— Exercise objective —
Convert the records below to a two-column CSV with the header columns "prompt" and "points", one row per record. Place each record's full text and its answer in their own double-quoted fields, replacing any line breaks with spaces.

══ Provided data

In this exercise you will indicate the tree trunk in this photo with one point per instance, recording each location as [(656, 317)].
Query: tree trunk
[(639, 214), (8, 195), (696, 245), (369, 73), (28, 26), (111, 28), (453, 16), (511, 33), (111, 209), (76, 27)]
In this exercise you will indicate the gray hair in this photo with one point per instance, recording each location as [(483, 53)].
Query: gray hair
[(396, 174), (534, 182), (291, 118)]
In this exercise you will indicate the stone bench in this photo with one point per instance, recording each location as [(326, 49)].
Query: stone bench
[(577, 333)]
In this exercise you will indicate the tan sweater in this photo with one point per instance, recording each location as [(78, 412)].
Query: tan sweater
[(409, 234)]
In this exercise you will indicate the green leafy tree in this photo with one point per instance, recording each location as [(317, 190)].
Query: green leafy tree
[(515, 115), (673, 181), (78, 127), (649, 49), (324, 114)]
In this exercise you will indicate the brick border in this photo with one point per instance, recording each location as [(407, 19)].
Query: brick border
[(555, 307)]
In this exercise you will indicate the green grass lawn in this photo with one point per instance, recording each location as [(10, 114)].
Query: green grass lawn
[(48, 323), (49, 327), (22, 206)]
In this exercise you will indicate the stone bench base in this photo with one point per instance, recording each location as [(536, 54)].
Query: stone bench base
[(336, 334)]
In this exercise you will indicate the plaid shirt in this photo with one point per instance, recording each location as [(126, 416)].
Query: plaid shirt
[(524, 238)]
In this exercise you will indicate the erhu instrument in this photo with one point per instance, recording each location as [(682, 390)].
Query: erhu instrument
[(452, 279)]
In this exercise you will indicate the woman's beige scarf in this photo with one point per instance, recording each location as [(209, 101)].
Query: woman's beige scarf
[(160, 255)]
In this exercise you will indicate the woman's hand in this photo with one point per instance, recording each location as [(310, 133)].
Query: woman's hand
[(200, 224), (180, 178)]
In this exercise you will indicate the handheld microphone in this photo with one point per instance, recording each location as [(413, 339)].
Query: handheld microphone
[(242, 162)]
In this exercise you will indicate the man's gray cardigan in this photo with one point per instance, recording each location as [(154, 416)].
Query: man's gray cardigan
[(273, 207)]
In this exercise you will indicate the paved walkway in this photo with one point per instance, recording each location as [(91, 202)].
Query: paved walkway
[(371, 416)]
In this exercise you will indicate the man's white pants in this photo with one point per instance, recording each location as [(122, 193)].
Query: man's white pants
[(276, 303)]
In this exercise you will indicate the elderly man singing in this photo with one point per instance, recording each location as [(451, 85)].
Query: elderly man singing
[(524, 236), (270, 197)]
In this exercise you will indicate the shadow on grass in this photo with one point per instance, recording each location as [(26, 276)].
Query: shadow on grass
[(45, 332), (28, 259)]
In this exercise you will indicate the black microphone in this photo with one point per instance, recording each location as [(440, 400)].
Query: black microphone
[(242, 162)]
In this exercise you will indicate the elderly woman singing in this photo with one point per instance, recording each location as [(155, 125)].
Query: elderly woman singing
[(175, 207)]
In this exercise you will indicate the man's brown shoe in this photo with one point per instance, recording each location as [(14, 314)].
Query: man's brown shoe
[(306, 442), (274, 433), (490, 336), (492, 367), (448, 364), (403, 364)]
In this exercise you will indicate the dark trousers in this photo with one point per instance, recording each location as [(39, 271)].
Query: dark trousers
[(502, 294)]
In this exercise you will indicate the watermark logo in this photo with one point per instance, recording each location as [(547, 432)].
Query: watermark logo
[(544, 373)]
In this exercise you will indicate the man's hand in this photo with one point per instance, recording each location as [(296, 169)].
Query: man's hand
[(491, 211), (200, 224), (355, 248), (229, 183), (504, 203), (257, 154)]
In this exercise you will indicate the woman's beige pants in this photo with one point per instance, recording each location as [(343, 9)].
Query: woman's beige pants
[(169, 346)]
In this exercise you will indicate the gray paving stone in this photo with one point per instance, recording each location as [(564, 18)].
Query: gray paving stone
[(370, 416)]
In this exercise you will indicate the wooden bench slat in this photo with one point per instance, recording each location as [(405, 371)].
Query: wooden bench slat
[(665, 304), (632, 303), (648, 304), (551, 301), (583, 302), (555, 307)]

════

— Correct result —
prompt,points
"In this exercise you will indicate the tree trunk in this photo with one point per instance, recording each location as [(656, 317)]. Query: tree trunk","[(639, 214), (8, 195), (696, 245), (369, 73), (28, 26), (111, 28), (453, 16), (511, 33), (111, 209), (76, 27)]"
"In this exercise you will indicate the gray hair in this photo with one point per instance, recording each location as [(483, 53)]. Query: gray hair","[(396, 174), (534, 182), (291, 118)]"
"In this exercise you will indicate the stone bench in this photo with one point per instance, recording each location as [(326, 49)]. Query: stone bench","[(577, 333)]"
"In this exercise you will indicate the tan sweater in this photo with one point per instance, recording each location as [(78, 412)]. Query: tan sweater","[(409, 234)]"
"In this exercise you will indicate the green leafy tree in this photo with one point per instance, recording each location as [(317, 190)]. Query: green leafy tree","[(515, 115), (673, 181), (78, 127), (649, 49), (324, 114)]"
"In this exercise you will indicate the brick border in this photo with one point per instance, recording each location as [(407, 19)]. Query: brick border","[(555, 307)]"
"In this exercise you will indicate the green grass lawn in this photo with one point per instance, recording each location as [(10, 114)]. Query: green grass lawn","[(48, 323), (49, 327), (22, 206)]"
"In this exercise you will indicate the stone bench base in this photo with one point per instance, recording each location as [(536, 54)]. Query: stone bench base","[(336, 334)]"
"In this exercise you will indicate the plaid shirt in this photo with one point per instance, recording each location as [(126, 416)]. Query: plaid shirt","[(524, 238)]"
"In this exercise you will indicate the erhu instrument in this photo with one point per instance, recording each location as [(682, 390)]. Query: erhu instrument","[(452, 279)]"
"In this exercise you will indicate the woman's beige scarf in this photo with one point per instance, recording each location as [(209, 101)]. Query: woman's beige scarf","[(160, 255)]"
"In this exercise you will indicate the woman's hand in this photo with one point per instance, recording each location as [(310, 133)]. Query: woman's hand","[(200, 224), (180, 178)]"
"In this exercise you will indicate the handheld microphone in this photo with one point per instance, recording each location as [(413, 339)]. Query: handheld microphone","[(242, 162)]"
"In this exercise you will indicate the man's gray cardigan in this photo with one point per instance, recording each location as [(154, 416)]. Query: man's gray cardigan","[(273, 207)]"
"In this exercise you will indicate the paved walkway in this photo with one point per instance, recording each location as [(91, 202)]. Query: paved walkway","[(371, 416)]"
"In this exercise you will indicate the man's white pants in this photo with one point per instance, recording each location as [(122, 193)]. Query: man's white pants","[(276, 303)]"
"In this exercise you will indicate the elderly man singing in this photo with one point per instance, recording each location as [(451, 85)]. Query: elderly man singing","[(524, 236), (270, 197)]"
"In this exercise you will indicate the shadow on grass in this photo with one point per instance, recording each location as [(26, 276)]. Query: shadow on grass","[(45, 332), (28, 259)]"
"In this exercise you will indicate the black microphone in this photo with one point per instance, recording each location as [(440, 400)]. Query: black microphone","[(242, 162)]"
"In this exercise you will indicate the elderly woman singing in this photo with one point per instance, recording each location as [(155, 125)]. Query: elderly woman singing","[(175, 207)]"
"In this exercise you will indicate the man's brown shoe in this photo with one point per instance, recording each location as [(14, 314)]. Query: man's brown shoe","[(306, 442), (274, 433), (490, 336), (492, 367), (448, 364), (403, 364)]"
"In this exercise you will indicate the dark trousers in this photo with one point per instance, recording each location as [(39, 271)]. Query: dark trousers","[(502, 294)]"
"In this exercise you will indicate the watermark logo in this photo with one point per instance, recording each location as [(547, 432)]. Query: watermark logo","[(544, 373)]"
"In this exercise you will indicate the man's hand in this photo with one point per instance, recording each location as [(296, 169)]. Query: man's hand","[(491, 211), (200, 224), (355, 248), (229, 183), (504, 203), (257, 154)]"
"In this exercise you will indicate the woman's beige pants in this photo with one point per instance, recording each location as [(343, 9)]. Query: woman's beige pants","[(169, 346)]"
"In this exercise you will indicate the gray paving stone in this photo with one point per instance, recording each location as [(564, 18)]. Query: gray paving stone","[(370, 416)]"
"In this exercise you will indicate the wooden bench slat in this photo with one point per instance, recording each location as [(405, 371)]. Query: wooden bench slat","[(665, 304), (632, 303), (648, 304), (551, 301), (583, 302), (555, 307)]"